** Opening Data section block **

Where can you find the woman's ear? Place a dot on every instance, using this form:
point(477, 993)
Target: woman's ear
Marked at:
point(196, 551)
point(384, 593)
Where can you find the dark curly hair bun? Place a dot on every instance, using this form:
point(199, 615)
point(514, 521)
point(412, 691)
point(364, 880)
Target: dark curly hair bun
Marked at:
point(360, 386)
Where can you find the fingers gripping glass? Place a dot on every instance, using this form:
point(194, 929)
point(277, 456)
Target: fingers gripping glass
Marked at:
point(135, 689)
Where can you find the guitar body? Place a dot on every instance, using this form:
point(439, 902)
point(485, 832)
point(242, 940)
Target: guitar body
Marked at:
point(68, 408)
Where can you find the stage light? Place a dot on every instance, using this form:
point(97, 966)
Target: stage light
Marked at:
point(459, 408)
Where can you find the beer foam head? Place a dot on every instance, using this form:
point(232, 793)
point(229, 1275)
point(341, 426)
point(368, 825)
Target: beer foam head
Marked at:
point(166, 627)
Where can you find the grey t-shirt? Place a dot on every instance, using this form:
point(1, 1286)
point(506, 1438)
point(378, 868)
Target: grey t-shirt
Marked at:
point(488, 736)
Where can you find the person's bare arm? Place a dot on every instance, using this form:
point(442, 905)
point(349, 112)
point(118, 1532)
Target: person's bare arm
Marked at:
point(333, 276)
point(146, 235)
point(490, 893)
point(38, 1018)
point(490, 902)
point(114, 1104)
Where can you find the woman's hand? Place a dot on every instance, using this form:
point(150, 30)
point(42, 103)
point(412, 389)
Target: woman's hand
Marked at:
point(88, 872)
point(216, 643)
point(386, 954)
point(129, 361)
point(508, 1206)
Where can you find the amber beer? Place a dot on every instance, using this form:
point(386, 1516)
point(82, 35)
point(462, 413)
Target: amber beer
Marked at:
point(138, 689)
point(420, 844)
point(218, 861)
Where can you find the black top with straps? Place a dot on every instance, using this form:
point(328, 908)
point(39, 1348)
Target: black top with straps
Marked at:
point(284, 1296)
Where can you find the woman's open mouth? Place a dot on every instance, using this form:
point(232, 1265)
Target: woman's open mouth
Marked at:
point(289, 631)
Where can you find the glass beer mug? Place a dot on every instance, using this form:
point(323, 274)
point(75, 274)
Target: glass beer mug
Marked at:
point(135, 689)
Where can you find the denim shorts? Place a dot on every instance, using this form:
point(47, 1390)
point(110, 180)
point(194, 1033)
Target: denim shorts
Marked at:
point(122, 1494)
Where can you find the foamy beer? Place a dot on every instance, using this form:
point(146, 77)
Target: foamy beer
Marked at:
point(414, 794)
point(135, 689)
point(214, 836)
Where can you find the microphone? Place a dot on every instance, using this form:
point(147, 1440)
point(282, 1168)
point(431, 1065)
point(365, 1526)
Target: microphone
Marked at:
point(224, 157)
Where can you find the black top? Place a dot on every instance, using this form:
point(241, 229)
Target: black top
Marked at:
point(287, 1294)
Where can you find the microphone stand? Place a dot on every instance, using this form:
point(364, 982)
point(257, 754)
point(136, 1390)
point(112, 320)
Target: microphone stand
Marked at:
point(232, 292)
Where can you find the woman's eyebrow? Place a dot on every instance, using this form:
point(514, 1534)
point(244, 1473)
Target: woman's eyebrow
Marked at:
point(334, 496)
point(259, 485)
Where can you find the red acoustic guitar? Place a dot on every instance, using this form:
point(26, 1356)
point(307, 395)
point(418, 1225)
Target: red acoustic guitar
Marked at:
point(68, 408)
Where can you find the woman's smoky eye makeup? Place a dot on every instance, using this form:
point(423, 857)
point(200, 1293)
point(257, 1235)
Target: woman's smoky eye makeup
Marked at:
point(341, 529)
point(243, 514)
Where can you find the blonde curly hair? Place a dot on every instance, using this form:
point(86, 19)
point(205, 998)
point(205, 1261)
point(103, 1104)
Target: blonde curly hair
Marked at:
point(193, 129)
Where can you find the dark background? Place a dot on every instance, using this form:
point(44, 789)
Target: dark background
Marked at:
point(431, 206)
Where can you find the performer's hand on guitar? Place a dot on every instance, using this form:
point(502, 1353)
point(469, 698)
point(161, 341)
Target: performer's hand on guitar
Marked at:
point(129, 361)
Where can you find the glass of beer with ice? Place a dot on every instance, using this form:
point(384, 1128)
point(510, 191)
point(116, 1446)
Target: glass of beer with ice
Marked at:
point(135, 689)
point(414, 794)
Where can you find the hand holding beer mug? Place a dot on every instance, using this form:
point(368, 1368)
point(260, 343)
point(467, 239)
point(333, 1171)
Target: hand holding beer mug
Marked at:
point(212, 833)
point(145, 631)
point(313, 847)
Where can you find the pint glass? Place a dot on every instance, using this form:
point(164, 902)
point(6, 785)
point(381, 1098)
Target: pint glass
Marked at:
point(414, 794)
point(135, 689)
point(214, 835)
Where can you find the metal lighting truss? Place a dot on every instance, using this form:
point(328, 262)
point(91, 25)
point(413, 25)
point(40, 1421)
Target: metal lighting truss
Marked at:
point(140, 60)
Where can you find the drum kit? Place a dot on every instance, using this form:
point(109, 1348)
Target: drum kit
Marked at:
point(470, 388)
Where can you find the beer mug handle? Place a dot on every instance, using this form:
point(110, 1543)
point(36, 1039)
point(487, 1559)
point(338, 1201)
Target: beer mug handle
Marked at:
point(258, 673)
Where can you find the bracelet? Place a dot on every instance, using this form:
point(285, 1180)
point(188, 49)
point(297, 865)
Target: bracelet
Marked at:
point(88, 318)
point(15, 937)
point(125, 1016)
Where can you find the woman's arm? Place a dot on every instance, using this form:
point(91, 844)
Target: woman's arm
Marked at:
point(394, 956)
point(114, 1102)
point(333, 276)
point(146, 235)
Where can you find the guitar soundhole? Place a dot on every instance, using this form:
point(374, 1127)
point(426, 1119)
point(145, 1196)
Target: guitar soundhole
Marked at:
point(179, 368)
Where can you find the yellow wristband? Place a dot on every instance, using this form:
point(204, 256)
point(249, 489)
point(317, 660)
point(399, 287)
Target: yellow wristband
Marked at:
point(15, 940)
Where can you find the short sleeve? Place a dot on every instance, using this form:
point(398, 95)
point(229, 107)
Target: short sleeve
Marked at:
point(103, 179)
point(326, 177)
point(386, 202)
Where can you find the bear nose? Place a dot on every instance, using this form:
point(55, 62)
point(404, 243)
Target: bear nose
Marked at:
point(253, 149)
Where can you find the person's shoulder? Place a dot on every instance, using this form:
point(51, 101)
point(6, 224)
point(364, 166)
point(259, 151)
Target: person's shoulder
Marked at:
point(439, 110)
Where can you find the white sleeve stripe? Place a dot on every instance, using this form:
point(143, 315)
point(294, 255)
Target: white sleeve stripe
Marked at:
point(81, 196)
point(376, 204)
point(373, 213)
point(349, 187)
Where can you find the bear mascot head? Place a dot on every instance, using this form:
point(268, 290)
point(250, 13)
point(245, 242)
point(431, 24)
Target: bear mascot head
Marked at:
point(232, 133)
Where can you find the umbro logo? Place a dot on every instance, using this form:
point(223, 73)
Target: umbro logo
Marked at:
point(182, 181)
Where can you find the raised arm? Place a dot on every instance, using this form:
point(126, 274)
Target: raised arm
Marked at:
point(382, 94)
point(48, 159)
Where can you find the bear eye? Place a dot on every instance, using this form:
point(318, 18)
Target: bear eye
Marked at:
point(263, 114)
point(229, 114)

** Closing Data section block **

● What needs to be done
The required output is the whole listing, printed again exactly.

● Result
Where can you find the woman's ear? Place a dot on every instance, using this form:
point(477, 993)
Target: woman's ear
Marked at:
point(196, 551)
point(384, 593)
Where can you find the dark curly hair bun? Place a dot on every instance, using this form:
point(199, 615)
point(514, 521)
point(412, 691)
point(364, 880)
Target: dark curly hair bun
Marked at:
point(360, 386)
Where can you find the fingers gripping glass? Place a dot on every instance, using this form:
point(194, 929)
point(277, 456)
Target: fingers gripping glass
Marked at:
point(135, 689)
Where can you find the guitar body? Place a dot on every instance, using this form:
point(439, 902)
point(485, 832)
point(242, 940)
Target: guitar body
Marked at:
point(68, 408)
Where can you find the stage light? Place a dot on every instance, using this form:
point(97, 966)
Target: stage light
Marked at:
point(459, 408)
Where can you find the beer foam head? Place a dot on every instance, using this form:
point(232, 793)
point(229, 1275)
point(341, 426)
point(368, 825)
Target: beer foam head
Marked at:
point(166, 627)
Where can you find the grey t-shirt? Place a dot on every instance, using this form:
point(1, 1286)
point(506, 1438)
point(378, 868)
Target: grey t-shirt
Marked at:
point(488, 736)
Where can you find the person's bare arm? Place a dot on every instance, using this form:
point(442, 905)
point(349, 112)
point(118, 1532)
Target: person's bare arm
Marked at:
point(333, 276)
point(146, 235)
point(490, 893)
point(38, 1018)
point(490, 902)
point(114, 1104)
Where can you find the woman's hand? Place a dot on every instance, using this form:
point(150, 30)
point(42, 103)
point(412, 389)
Target: woman's hand
Marked at:
point(88, 872)
point(216, 643)
point(386, 954)
point(129, 361)
point(508, 1206)
Where can you find the amber beer? Place a dot on every instance, using this form:
point(386, 1516)
point(82, 35)
point(462, 413)
Target: amber beer
Marked at:
point(138, 689)
point(420, 844)
point(218, 861)
Where can you find the black top with straps? Place a dot on every instance, using this form:
point(328, 908)
point(39, 1348)
Target: black top with straps
Marked at:
point(284, 1296)
Where can you find the woman's open mouth? Place a dot on every instance, using this form:
point(232, 1265)
Target: woman's open mouth
Marked at:
point(289, 631)
Where can you find the glass beer mug? Place a dot on every instance, using this form:
point(323, 274)
point(75, 274)
Target: glass beer mug
Marked at:
point(135, 689)
Where can you find the denim shorts? Place a dot on every instance, using this form:
point(47, 1390)
point(110, 180)
point(194, 1033)
Target: denim shorts
Marked at:
point(122, 1494)
Where can you find the foamy beer? Place a dot on every instance, using this form:
point(146, 77)
Target: foamy beer
Marked at:
point(414, 794)
point(135, 689)
point(214, 836)
Where can you find the microphone? Place a dot on every instance, using this form:
point(147, 1440)
point(282, 1168)
point(431, 1065)
point(365, 1526)
Target: microphone
Marked at:
point(224, 157)
Where can you find the black top? Place a dot on every instance, using this form:
point(241, 229)
Target: black top
Marked at:
point(287, 1294)
Where can you find the microphone stand? Place a dot on every instance, using this form:
point(364, 982)
point(257, 754)
point(136, 1390)
point(112, 320)
Target: microphone stand
Marked at:
point(232, 292)
Where can you find the woman's eyebrow? Place a dot on every instance, using this form:
point(514, 1534)
point(244, 1473)
Target: woman's eyebrow
Marked at:
point(334, 496)
point(259, 485)
Where can you find the red acoustic guitar? Place a dot on every instance, using this form:
point(26, 1356)
point(307, 395)
point(418, 1225)
Target: red acoustic guitar
Marked at:
point(68, 408)
Where can you find the woman's smoky eye makeup? Place a dot on every instance, using this form:
point(423, 857)
point(200, 1293)
point(257, 1235)
Target: woman's smoky eye makeup
Marked at:
point(341, 529)
point(243, 514)
Where can you find the blonde curly hair? Place a dot on every instance, using this form:
point(86, 19)
point(205, 998)
point(205, 1261)
point(103, 1104)
Target: blonde curly hair
Marked at:
point(193, 129)
Where can you find the dark background? Place a dot on every instance, using this form:
point(44, 789)
Target: dark background
Marked at:
point(431, 206)
Where can you find the performer's hand on guitar? Place a dot on every instance, using this form:
point(502, 1353)
point(469, 698)
point(161, 341)
Target: performer's hand on guitar
Marked at:
point(129, 361)
Where can you find the glass of beer with ice? Place a dot on every instance, using this form:
point(384, 1128)
point(510, 191)
point(116, 1446)
Target: glass of beer with ice
Marked at:
point(135, 689)
point(414, 794)
Where can you find the hand holding beer mug? Place a dot on every instance, using this form:
point(368, 1368)
point(260, 343)
point(467, 239)
point(333, 1171)
Target: hand holding beer mug
Marked at:
point(212, 833)
point(145, 631)
point(313, 847)
Where can you find the pint glass? Place a dot on every instance, using this form:
point(164, 902)
point(6, 785)
point(381, 1098)
Target: pint glass
Marked at:
point(414, 794)
point(135, 689)
point(214, 835)
Where can you find the metal lighting truss? Place a dot on every instance, using this form:
point(328, 262)
point(91, 25)
point(413, 25)
point(40, 1421)
Target: metal lighting truss
Marked at:
point(140, 60)
Where can you find the drum kit? Place a dot on every instance, using this form:
point(109, 1348)
Target: drum kit
Marked at:
point(470, 388)
Where can you find the beer mug handle? Place a dot on every instance, using this form:
point(110, 1543)
point(36, 1039)
point(487, 1559)
point(338, 1201)
Target: beer mug handle
Marked at:
point(258, 673)
Where can you find the bracelet? Place a dot on every instance, using this form:
point(285, 1180)
point(188, 49)
point(297, 865)
Target: bracelet
Marked at:
point(88, 318)
point(15, 937)
point(125, 1016)
Where can you find the woman's arm? Place a dot on every instance, using this form:
point(91, 844)
Target: woman's arm
Marked at:
point(394, 956)
point(114, 1102)
point(333, 276)
point(146, 235)
Where can you find the guitar soundhole? Place a dot on every instance, using this form:
point(374, 1127)
point(426, 1119)
point(145, 1196)
Target: guitar soundhole
Marked at:
point(179, 368)
Where can you find the yellow wristband? Place a dot on every instance, using this form:
point(204, 256)
point(249, 489)
point(317, 660)
point(399, 287)
Target: yellow wristband
Marked at:
point(15, 940)
Where can you find the short sleeve? Place a dot on every instance, using this form:
point(398, 95)
point(229, 107)
Target: short sleeve
Marked at:
point(103, 179)
point(326, 177)
point(386, 202)
Where can you find the bear nose? Place a dot on every instance, using this form:
point(55, 62)
point(404, 243)
Target: bear nose
Marked at:
point(253, 149)
Where can you find the person's shoulder? Place a dot on every instance, using this form:
point(51, 101)
point(6, 224)
point(364, 166)
point(259, 151)
Target: person's shoulder
Marked at:
point(439, 110)
Where can you find the white sleeve stripe? Place a dot on every instance, using this form:
point(143, 315)
point(294, 255)
Target: white sleeve stripe
Marked at:
point(81, 196)
point(376, 204)
point(373, 213)
point(349, 187)
Where can you find the bear mascot head? Place a dot on every instance, using this form:
point(268, 290)
point(250, 13)
point(245, 242)
point(431, 24)
Target: bear mascot head
Marked at:
point(232, 133)
Where can you find the umbro logo? Place a dot on every instance, using this form:
point(223, 73)
Target: umbro logo
Marked at:
point(182, 181)
Where can you find the raised arm? Place a dot on every instance, using this form:
point(126, 274)
Target: raised arm
Marked at:
point(382, 94)
point(48, 159)
Where can you find the bear eye? Place a dot on every instance, using this form:
point(318, 18)
Target: bear eye
Marked at:
point(263, 114)
point(229, 114)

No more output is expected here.